━━━━━ SOURCE RECORDS ━━━━━
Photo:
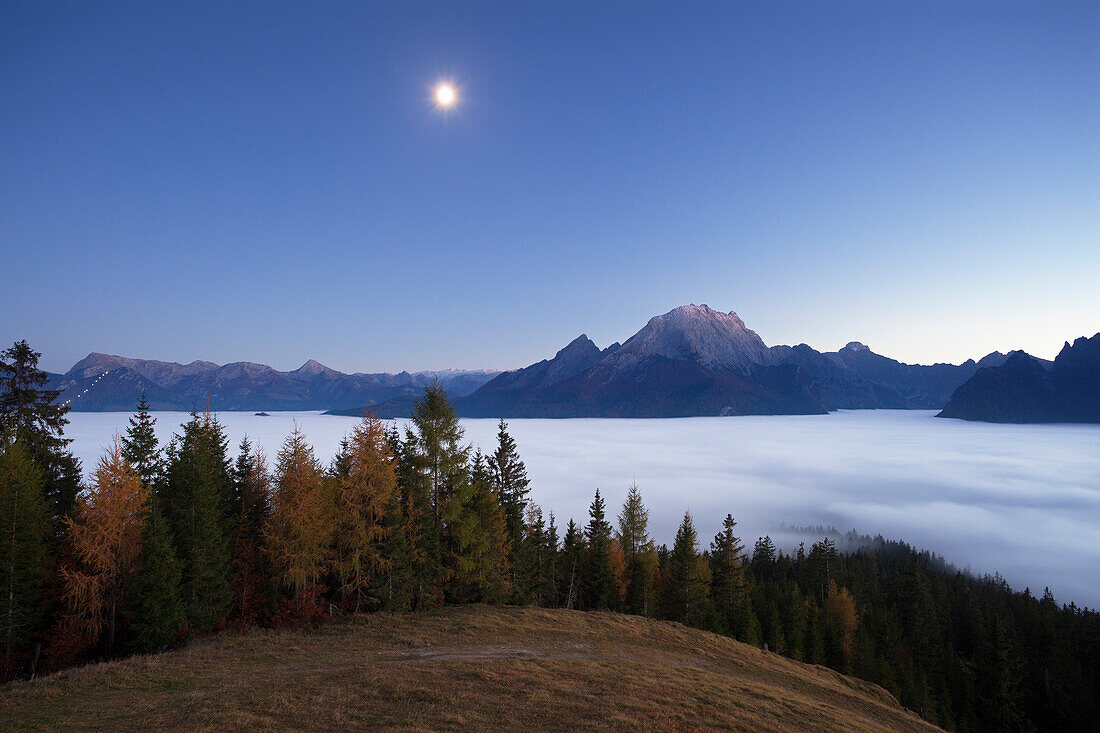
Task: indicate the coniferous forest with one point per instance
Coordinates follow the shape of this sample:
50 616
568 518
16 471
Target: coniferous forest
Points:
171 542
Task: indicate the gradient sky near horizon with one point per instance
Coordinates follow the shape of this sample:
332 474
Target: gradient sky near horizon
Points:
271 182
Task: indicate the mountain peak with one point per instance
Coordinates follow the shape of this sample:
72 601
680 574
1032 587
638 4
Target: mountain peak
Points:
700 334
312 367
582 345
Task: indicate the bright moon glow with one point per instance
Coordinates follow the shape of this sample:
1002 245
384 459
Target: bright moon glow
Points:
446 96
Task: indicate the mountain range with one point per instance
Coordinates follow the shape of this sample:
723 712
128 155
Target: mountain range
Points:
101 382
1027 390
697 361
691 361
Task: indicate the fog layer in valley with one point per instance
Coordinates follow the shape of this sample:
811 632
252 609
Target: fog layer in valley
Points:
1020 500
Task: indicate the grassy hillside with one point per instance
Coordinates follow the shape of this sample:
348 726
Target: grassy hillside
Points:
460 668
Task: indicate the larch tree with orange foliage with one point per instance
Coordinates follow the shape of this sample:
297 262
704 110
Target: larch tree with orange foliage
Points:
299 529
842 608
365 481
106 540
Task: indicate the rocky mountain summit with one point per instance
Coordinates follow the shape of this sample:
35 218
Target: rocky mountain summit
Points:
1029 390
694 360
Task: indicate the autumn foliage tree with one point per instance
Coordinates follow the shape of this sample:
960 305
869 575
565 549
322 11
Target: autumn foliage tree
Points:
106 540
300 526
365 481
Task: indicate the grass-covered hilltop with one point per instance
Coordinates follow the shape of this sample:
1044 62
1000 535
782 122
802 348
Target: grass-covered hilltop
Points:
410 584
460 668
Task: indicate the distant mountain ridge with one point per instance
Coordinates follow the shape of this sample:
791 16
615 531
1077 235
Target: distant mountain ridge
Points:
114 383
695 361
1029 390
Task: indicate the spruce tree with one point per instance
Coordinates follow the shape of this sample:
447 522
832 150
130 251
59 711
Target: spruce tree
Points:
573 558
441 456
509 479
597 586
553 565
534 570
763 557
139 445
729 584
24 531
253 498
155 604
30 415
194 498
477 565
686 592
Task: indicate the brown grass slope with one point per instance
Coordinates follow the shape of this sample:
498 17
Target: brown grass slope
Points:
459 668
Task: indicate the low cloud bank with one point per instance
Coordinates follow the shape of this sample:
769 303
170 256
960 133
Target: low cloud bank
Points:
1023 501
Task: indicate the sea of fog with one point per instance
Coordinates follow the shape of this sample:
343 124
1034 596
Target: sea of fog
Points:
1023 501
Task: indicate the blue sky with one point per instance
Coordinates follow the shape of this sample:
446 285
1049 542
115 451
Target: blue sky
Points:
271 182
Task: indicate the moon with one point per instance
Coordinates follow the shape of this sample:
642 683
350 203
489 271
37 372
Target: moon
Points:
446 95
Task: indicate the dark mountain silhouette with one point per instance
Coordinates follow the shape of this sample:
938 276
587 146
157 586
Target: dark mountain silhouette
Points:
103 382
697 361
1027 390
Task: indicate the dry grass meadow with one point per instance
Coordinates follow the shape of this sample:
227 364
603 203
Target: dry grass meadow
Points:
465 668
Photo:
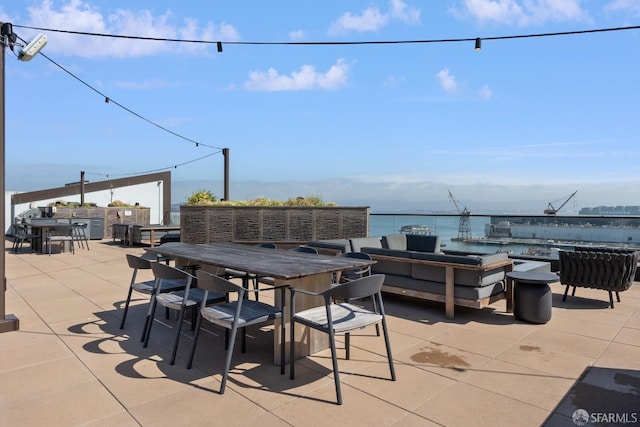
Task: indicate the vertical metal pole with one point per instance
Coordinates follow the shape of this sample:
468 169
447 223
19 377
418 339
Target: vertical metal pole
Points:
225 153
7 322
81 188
━━━━━
━━━━━ SOURCE RECORDS ━━━━━
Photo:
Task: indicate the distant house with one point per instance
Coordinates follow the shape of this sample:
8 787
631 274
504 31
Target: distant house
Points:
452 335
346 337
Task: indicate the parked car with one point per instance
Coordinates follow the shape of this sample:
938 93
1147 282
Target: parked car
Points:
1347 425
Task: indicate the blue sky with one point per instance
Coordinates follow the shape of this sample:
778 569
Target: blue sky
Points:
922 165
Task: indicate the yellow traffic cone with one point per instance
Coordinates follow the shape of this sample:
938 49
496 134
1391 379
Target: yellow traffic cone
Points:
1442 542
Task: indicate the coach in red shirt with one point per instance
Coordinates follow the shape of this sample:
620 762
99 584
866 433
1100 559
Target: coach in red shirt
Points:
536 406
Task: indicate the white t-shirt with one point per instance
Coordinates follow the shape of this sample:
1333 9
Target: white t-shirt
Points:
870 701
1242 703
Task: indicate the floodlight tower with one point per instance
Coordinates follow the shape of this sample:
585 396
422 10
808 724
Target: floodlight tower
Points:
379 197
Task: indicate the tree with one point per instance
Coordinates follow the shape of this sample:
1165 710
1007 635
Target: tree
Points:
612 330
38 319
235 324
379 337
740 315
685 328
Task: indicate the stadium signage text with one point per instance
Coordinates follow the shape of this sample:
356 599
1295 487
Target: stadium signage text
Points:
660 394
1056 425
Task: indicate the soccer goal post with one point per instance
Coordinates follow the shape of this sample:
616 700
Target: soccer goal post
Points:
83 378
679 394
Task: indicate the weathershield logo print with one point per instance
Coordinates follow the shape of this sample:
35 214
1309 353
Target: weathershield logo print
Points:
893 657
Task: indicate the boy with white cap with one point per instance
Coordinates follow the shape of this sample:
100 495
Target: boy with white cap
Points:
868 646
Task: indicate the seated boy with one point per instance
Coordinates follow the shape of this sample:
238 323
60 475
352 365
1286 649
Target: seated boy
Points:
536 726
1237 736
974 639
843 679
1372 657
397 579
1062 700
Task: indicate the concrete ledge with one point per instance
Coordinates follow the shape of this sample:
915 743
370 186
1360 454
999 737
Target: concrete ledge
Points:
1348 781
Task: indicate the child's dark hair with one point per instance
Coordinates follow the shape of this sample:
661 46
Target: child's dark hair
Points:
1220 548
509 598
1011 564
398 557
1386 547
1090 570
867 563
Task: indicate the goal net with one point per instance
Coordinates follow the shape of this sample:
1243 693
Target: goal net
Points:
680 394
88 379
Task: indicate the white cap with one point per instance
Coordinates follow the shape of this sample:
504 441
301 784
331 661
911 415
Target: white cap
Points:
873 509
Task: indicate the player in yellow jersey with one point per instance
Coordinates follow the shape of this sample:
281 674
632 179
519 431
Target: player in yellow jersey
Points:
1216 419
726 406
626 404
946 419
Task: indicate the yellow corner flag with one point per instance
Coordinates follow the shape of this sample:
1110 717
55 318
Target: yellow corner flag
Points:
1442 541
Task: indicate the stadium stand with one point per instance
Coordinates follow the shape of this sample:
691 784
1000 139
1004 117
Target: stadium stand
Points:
━━━━━
Collect every line of the records above that contains the string "summit".

Task: indicate the rocky mountain summit with one point per instance
Target: rocky mountain summit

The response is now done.